• _The task_:
Give the lines of the material below as a JSON list of strings, one string per line, leaving out blank lines. Begin at the line that contains "Q: For each instance of the power" and stop after the line that contains "x=340 y=120".

Stored data entries
= = = = =

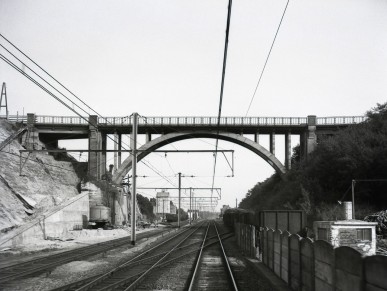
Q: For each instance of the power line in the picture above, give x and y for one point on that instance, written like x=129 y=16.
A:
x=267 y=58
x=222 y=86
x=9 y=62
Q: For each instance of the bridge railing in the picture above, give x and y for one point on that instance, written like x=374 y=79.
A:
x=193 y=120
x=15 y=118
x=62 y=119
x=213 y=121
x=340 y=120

= = = = =

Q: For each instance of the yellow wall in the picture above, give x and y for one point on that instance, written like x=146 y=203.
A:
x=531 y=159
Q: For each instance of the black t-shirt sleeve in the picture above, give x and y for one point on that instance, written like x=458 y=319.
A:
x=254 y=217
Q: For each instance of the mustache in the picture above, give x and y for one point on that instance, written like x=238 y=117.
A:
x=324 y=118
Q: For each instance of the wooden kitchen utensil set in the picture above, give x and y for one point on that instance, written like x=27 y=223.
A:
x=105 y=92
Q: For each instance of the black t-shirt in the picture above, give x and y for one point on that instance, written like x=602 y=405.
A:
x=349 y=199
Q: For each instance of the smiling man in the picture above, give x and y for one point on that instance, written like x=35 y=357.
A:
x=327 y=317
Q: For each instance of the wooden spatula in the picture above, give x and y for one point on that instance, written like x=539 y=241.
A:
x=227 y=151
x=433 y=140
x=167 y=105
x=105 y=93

= = = = =

• _Result_:
[
  "Q: For each instance of the power line in the picture above, give x and y for one point on that instance, written like x=129 y=16.",
  "A:",
  "x=267 y=58",
  "x=222 y=86",
  "x=9 y=62",
  "Q: For each instance of the bridge railing in the picture above, give x and y for one point on that instance, written like x=374 y=79.",
  "A:",
  "x=193 y=120",
  "x=15 y=118",
  "x=62 y=119",
  "x=213 y=121",
  "x=340 y=120"
]